◆ **Tarefa**: Extraia literalmente o trecho do artigo sobre a coletânea Delirium Tremens, começando em "Nessa coletânea de" e terminando em "puro horror mórbido.".

◆ **Artigo**:
Nessa coletânea de histórias curtas, vários quadrinistas interpretam a vida e a obra de Poe em narrativas assustadoras.
Sinopse:
O escritor obcecado pela morte
Para celebrar os 210 anos de Edgar Allan Poe, reunimos os mais degenerados e soturnos quadrinistas que se embriagaram na obra do mestre da melancolia para criar oito histórias inéditas do mais puro horror mórbido.
Sob o olhar faminto dos corvos, o organizador Raphael Fernandes reuniu uma sociedade de roteiristas monomaníacos, formado por Dana Guedes, Murilo Zibetti, Antonio Tadeu, Larissa Palmieri, Airton Marinho, Gabriel Correia e Alexey Dodsworth. Cada palavra e frase redigida foi transformada em artes cheias de mistério e horror por Erick Pasqua, Eder Santos, Ioannis Fiore, Má Matiazi, LuCas Chewie, Ebá Lima, Flávio L. Maravilha e Tiago Lima. E a sufocante capa foi trazida à vida por Daniel Canedo.
Delirium Tremens de Edgar Allan Poe é uma coletânea de histórias em quadrinhos que vai martelar pensamentos obscuros nas profundezas de sua mente, como pregos em um caixão. Enterre-se nas sombras para nunca mais levantar.
A essência de Poe
Juro que eu subestimei em parte a coletânea. A gente tem inúmeras adaptações de Poe seja em quadrinhos ou em literatura. O autor é tão influente que se tornou legendário. Seus contos ou são adaptados fielmente ou inspiram outras histórias. Mas, a proposta de Delirium Tremens, apesar de focada no famoso autor, difere um pouco de outras tentativas. A proposta não é apenas adaptar histórias do autor, mas qualquer coisa relacionada a ele: seus hábitos, suas manias, suas ideias. Então vamos ter uma variedade enorme de histórias que não se prendem necessariamente ao literário e avançam por outras ideias como Butim que se inspira no medo de ser enterrado vivo de Poe.

◆ **Linhas de dados**:
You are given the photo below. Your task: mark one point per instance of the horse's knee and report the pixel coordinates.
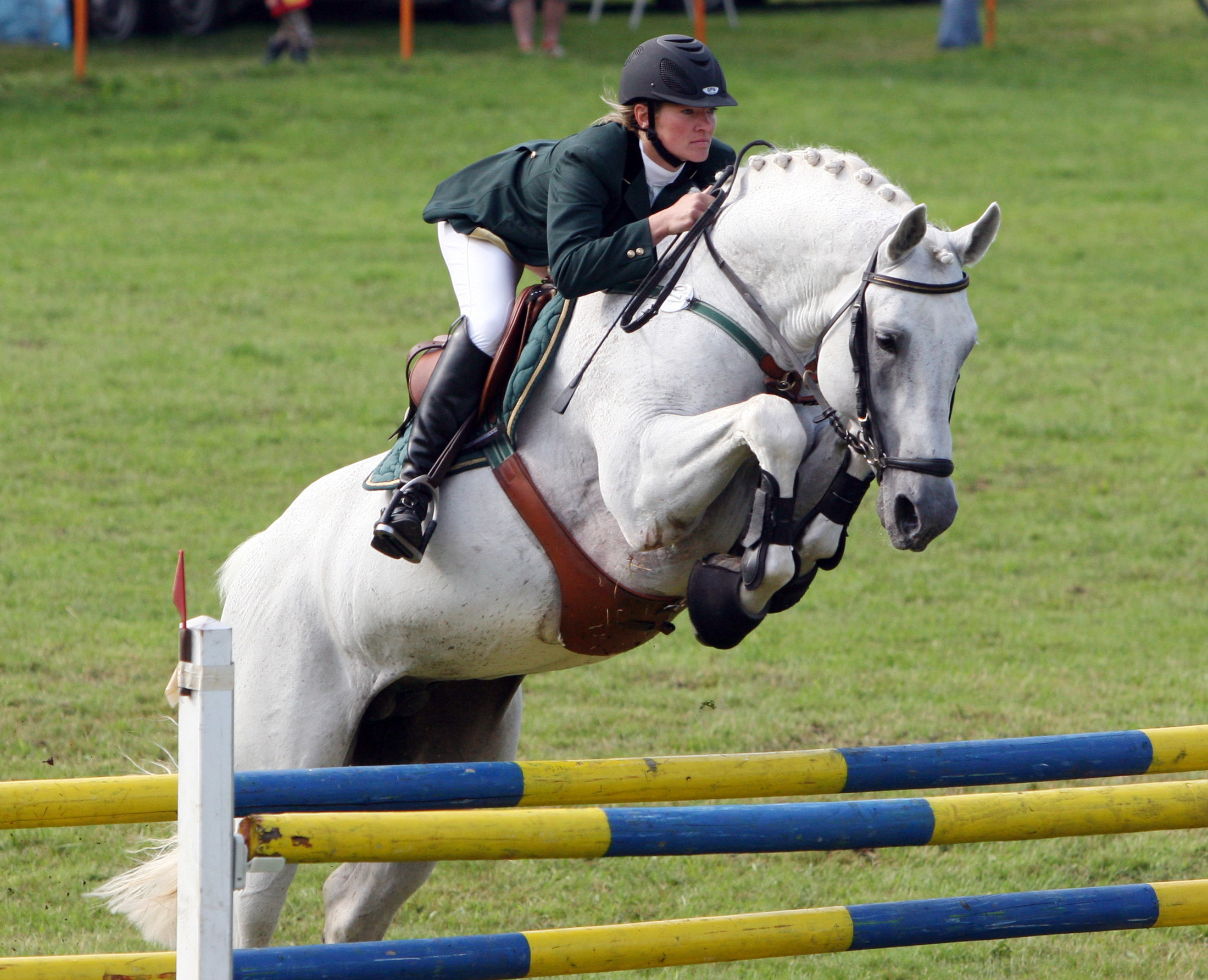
(258, 906)
(773, 432)
(360, 899)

◆ **Resposta do exercício**:
Nessa coletânea de histórias curtas, vários quadrinistas interpretam a vida e a obra de Poe em narrativas assustadoras.
Sinopse:
O escritor obcecado pela morte
Para celebrar os 210 anos de Edgar Allan Poe, reunimos os mais degenerados e soturnos quadrinistas que se embriagaram na obra do mestre da melancolia para criar oito histórias inéditas do mais puro horror mórbido.